Data to use:
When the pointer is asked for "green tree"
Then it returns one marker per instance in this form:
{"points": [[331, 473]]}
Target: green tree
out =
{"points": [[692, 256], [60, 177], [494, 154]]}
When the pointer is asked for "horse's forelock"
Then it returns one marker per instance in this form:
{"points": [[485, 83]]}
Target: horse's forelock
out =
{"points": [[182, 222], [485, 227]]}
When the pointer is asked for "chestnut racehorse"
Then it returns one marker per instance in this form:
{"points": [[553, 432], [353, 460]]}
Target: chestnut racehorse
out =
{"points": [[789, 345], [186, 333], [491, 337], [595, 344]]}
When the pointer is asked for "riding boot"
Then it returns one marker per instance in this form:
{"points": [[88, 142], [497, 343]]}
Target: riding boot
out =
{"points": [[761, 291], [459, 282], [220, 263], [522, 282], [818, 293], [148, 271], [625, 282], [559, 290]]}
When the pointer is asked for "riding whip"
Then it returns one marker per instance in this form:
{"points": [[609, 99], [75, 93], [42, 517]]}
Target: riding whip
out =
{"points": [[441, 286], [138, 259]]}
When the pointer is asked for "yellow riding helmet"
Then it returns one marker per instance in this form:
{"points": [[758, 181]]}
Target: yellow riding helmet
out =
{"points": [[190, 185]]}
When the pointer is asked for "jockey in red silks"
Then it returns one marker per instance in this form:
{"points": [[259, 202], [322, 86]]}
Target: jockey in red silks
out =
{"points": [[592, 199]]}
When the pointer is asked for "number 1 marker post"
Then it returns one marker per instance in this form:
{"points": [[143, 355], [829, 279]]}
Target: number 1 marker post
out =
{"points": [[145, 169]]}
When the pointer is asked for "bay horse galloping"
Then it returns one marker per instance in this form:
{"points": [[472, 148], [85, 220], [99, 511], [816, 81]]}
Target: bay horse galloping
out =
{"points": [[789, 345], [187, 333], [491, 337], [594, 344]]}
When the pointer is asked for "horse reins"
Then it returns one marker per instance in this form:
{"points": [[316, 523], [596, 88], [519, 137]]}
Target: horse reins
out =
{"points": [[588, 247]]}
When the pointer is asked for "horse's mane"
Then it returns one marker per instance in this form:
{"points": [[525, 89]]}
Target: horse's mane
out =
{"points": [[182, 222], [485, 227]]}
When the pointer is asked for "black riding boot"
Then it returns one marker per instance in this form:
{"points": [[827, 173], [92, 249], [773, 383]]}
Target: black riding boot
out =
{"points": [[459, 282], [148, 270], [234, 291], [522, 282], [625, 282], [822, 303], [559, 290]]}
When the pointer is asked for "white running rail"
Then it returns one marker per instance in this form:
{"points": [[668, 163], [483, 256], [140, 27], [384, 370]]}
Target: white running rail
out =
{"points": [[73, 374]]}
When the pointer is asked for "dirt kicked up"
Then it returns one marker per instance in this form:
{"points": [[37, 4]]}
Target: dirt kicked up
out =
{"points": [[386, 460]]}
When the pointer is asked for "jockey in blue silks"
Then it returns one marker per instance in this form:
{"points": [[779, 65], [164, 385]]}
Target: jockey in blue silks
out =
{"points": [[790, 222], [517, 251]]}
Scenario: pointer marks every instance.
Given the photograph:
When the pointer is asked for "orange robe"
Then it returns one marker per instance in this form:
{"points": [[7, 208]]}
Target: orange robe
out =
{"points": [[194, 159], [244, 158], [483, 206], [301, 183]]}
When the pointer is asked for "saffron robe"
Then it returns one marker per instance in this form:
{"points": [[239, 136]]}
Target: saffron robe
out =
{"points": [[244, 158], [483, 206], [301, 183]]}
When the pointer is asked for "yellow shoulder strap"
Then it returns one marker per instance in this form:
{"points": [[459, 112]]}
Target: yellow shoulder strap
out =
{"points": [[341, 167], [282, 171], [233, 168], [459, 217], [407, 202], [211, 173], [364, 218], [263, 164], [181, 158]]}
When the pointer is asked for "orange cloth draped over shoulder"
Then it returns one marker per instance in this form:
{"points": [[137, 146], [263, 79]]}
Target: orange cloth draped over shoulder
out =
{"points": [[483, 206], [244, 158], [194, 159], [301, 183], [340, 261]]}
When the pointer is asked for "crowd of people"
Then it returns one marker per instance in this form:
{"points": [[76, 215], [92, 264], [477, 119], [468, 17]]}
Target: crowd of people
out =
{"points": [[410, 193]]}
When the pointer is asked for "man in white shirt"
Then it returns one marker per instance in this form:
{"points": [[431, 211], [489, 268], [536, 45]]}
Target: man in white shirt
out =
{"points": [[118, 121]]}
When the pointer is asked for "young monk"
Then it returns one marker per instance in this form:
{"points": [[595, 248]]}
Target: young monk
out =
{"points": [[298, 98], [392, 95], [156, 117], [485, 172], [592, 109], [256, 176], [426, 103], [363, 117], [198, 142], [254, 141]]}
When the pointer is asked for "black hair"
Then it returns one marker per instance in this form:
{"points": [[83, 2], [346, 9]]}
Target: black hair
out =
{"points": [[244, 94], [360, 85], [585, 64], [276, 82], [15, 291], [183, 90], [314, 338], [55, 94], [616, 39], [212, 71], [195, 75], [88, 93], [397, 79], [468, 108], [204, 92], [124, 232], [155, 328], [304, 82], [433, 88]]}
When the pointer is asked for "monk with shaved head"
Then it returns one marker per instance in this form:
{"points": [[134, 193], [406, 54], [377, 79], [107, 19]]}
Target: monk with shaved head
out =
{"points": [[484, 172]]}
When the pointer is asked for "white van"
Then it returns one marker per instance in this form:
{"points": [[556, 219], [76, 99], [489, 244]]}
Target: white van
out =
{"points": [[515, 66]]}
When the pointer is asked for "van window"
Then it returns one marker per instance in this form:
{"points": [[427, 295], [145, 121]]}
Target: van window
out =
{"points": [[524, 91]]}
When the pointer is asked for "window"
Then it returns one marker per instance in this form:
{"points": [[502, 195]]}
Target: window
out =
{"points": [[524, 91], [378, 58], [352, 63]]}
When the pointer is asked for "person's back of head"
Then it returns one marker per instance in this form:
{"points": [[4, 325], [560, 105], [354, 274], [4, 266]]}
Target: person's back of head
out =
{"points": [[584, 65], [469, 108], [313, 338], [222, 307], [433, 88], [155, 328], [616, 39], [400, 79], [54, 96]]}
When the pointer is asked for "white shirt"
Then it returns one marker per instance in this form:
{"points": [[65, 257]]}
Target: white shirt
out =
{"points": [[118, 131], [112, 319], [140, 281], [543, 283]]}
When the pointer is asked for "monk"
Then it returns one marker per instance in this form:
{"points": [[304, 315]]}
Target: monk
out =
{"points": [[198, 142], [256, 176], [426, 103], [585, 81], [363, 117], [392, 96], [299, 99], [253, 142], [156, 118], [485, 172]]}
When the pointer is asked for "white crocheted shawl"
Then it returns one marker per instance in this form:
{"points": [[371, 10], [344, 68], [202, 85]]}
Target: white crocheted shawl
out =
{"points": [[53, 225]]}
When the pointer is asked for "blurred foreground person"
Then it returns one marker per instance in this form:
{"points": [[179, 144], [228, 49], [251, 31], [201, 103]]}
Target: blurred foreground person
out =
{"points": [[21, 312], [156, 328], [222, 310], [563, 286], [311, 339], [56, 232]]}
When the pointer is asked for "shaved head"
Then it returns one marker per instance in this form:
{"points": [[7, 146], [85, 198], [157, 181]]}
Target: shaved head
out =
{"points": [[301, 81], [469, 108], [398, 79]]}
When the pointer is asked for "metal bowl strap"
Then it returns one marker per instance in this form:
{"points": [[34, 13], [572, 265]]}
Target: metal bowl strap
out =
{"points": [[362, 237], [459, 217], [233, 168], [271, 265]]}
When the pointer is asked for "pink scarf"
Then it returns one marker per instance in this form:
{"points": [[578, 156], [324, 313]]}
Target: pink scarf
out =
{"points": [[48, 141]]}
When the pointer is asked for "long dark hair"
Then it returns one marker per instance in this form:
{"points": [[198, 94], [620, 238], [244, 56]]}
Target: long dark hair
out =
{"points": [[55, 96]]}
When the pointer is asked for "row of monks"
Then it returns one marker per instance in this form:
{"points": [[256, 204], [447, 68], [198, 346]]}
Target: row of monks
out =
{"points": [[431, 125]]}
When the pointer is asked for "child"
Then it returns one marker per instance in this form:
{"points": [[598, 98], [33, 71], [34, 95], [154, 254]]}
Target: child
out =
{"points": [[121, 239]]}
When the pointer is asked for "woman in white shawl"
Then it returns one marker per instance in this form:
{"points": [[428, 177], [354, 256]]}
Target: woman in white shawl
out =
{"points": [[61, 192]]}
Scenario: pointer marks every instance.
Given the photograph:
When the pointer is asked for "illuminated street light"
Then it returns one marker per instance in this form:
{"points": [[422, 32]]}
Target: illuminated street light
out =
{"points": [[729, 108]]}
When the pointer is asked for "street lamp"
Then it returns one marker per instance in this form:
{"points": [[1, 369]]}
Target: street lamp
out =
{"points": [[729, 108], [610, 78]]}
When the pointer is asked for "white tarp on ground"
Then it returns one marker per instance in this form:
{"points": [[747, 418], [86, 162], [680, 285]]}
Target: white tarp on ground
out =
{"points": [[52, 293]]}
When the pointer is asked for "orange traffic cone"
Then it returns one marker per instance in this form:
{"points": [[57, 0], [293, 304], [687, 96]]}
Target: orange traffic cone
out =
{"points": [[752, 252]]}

Exercise requirements: Show every line of the records above that contains the word "blurred".

Response below:
When the pointer is asked for "blurred foreground person"
Target: blurred foreground person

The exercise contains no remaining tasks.